- **Excerpt to read**:
These substations transform electricity from (usually) 11 kV to the supply voltage for homes, 230 V (also described as 400 V). In urban areas there is one to every few hundred houses, in rural areas they are smaller still, often mounted on poles, and serve just a few homes. There are over 400,000 substations in the UK - more on numbers of substations.
The metal fence round an outdoor substation or the cabinet or building structure for enclosed substations usually ensures that no electric fields are produced outside the substation.
The equipment inside a substation - particularly the busbars and switchgear, less so the transformer - produces magnetic fields. But the field falls with distance, and usually, the field at the perimeter fence may be slightly elevated but falls to background levels within a few metres. This means in most cases a substation is not a significant source of exposure in homes. But sometimes, if the substation is right next to a house, it can be a reason for the field in the home being elevated.
This is most true for substations built into a block of flats or other large building where it can be just the other side of a wall from a public or residential area. This does happen but is relatively rare in the UK.
The design of substations varies. The individual items of equipment in outdoor substations tend to be relatively compact, and modern substations are often a "unit" design where the transformer, switchgear and fuseboard are all bolted together in a single unit, which is even more compact. But indoor substations can be laid out more spaciously - the frame with all the fuses can be spread over a wall, and the busbars may be fastened to a wall or ceiling fairly well spaced. So, sometimes, these substations can produce higher magnetic fields than most substations. See more detail on substations inside buildings.

- **Work to do**:
(A) In the text on substations, reproduce the passage from "These substations transform" to "numbers of substations.", changing "homes" to "dwellings".
(B) Turn the paragraph of the substation text that begins "The design of substations varies" into a short bulleted list that keeps its main facts.

- **Records from a collection**:

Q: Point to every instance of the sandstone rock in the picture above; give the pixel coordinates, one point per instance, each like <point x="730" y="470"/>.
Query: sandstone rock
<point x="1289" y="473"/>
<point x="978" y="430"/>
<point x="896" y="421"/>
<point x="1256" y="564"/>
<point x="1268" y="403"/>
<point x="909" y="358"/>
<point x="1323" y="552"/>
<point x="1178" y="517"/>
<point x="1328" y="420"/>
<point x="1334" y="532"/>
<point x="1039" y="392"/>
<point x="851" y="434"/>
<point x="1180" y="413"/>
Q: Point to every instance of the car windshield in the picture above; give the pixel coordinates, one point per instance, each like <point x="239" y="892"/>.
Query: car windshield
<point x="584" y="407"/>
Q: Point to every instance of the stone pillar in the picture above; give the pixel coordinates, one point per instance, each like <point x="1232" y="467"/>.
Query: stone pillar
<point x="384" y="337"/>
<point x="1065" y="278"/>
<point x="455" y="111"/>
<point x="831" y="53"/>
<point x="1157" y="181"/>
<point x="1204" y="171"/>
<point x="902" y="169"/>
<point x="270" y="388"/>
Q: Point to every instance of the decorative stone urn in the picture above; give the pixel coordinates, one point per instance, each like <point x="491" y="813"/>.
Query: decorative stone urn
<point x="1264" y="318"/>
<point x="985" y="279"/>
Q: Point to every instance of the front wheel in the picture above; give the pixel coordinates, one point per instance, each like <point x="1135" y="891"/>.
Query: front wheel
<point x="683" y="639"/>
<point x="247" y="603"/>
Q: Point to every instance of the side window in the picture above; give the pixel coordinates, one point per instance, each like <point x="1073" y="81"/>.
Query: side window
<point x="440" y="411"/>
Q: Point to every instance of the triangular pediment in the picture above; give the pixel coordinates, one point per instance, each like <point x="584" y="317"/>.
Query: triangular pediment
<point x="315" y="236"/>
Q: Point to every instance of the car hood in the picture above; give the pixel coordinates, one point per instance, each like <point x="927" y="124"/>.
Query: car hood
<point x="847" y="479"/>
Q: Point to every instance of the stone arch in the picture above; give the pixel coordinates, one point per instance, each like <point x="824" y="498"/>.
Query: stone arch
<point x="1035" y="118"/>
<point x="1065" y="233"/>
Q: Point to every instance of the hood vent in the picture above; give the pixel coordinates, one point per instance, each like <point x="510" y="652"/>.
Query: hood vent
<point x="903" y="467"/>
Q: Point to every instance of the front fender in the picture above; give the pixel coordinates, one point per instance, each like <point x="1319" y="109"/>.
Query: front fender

- **The replies**:
(A)
These substations transform electricity from (usually) 11 kV to the supply voltage for dwellings, 230 V (also described as 400 V). In urban areas there is one to every few hundred houses, in rural areas they are smaller still, often mounted on poles, and serve just a few dwellings. There are over 400,000 substations in the UK - more on numbers of substations.

(B)
- Substation designs vary.
- Outdoor substation equipment tends to be compact. Modern substations are often a "unit" design, with the transformer, switchgear and fuseboard bolted together in a single, even more compact unit.
- Indoor substations can be laid out more spaciously. The fuse frame can be spread over a wall, and the busbars may be fastened to a wall or ceiling fairly well spaced.
- As a result, these indoor substations can sometimes produce higher magnetic fields than most substations.